_WORK REQUIRED_: Please find every line in the entries below that contains the string "positive", and copy it.

═══ SOURCE INFORMATION

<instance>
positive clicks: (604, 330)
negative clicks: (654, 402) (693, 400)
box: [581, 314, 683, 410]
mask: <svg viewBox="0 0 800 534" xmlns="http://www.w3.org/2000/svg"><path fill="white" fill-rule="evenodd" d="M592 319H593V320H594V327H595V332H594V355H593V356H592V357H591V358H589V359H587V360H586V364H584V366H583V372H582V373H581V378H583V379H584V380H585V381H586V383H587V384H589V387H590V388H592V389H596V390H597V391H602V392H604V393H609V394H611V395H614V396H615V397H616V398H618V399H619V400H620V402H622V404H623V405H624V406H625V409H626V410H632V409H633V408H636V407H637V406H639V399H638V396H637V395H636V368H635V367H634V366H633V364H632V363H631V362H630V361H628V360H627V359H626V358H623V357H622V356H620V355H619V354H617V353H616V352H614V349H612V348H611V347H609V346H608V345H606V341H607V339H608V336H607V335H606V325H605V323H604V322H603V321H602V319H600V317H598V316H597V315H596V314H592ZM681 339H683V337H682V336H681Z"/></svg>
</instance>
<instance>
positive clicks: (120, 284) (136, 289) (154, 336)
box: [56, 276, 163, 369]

══════

_FINISHED EXERCISE_:
positive clicks: (604, 330)
positive clicks: (120, 284) (136, 289) (154, 336)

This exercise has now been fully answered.